WHAT THE TASK REQUIRES: Copy out the entries below, swapping "top-left corner" for "upper-left corner" and leaving everything else unchanged.

-- BEGIN DATA TO USE --

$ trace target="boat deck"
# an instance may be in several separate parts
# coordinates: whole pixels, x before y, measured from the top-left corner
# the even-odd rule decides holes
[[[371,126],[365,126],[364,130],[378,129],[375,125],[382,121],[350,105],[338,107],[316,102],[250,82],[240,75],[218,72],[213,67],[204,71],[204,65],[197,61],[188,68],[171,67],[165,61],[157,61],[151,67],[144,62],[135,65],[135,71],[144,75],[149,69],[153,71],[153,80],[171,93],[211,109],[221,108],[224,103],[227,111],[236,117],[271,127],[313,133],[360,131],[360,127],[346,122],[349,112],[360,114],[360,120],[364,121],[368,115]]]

-- END DATA TO USE --

RESPONSE:
$ trace target="boat deck"
# an instance may be in several separate parts
# coordinates: whole pixels, x before y, measured from the upper-left corner
# the even-odd rule decides holes
[[[371,126],[365,126],[364,130],[378,129],[375,125],[382,121],[350,105],[338,107],[316,102],[250,82],[240,75],[218,72],[213,67],[204,71],[204,65],[197,61],[188,68],[171,67],[165,61],[157,61],[151,67],[144,62],[135,65],[135,71],[144,75],[149,69],[153,71],[153,80],[171,93],[211,109],[221,108],[224,103],[227,111],[236,117],[271,127],[313,133],[360,131],[360,127],[346,122],[349,112],[360,114],[360,120],[364,121],[368,115]]]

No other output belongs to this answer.